:: Prompt ::
Extract every line from the records below that contains the word "turquoise", copying each line without changes.

════════

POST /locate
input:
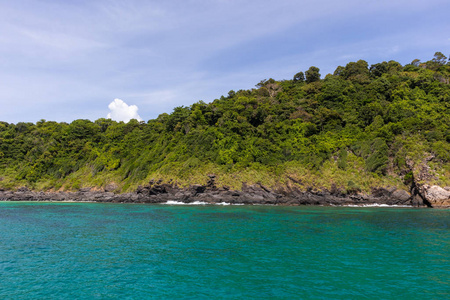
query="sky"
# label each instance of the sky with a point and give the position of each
(90, 59)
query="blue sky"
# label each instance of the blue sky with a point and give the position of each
(67, 60)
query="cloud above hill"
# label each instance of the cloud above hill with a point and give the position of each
(120, 111)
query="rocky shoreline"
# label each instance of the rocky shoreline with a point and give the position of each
(158, 192)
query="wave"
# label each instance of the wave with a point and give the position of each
(173, 202)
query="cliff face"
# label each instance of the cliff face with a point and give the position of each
(158, 192)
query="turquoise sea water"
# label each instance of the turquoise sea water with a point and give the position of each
(131, 251)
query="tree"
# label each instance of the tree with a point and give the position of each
(312, 74)
(439, 58)
(300, 77)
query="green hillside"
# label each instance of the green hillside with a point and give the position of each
(361, 127)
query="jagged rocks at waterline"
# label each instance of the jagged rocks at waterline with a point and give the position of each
(158, 192)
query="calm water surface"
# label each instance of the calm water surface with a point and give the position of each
(130, 251)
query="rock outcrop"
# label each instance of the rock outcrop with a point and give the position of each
(435, 195)
(159, 192)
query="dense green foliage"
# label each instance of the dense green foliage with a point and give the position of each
(378, 121)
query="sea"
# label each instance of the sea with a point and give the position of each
(167, 251)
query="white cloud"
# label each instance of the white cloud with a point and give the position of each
(120, 111)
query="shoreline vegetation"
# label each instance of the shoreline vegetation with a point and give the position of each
(360, 135)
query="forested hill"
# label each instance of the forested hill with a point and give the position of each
(361, 127)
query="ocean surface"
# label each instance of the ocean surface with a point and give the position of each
(133, 251)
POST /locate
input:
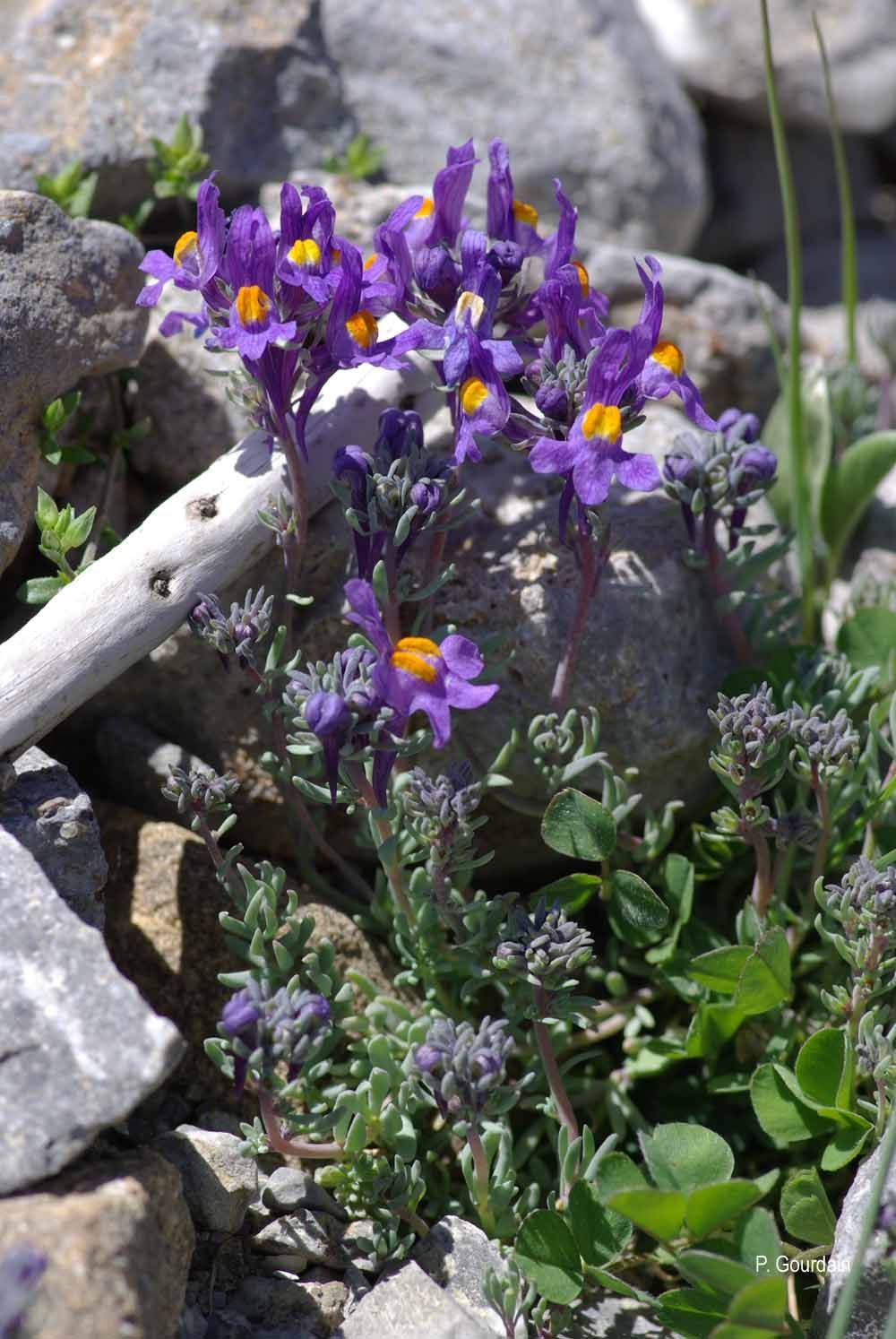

════════

:: Solution to this task ::
query="turquoise sea water"
# label each instance of the turquoise sea water with a point and give the position of each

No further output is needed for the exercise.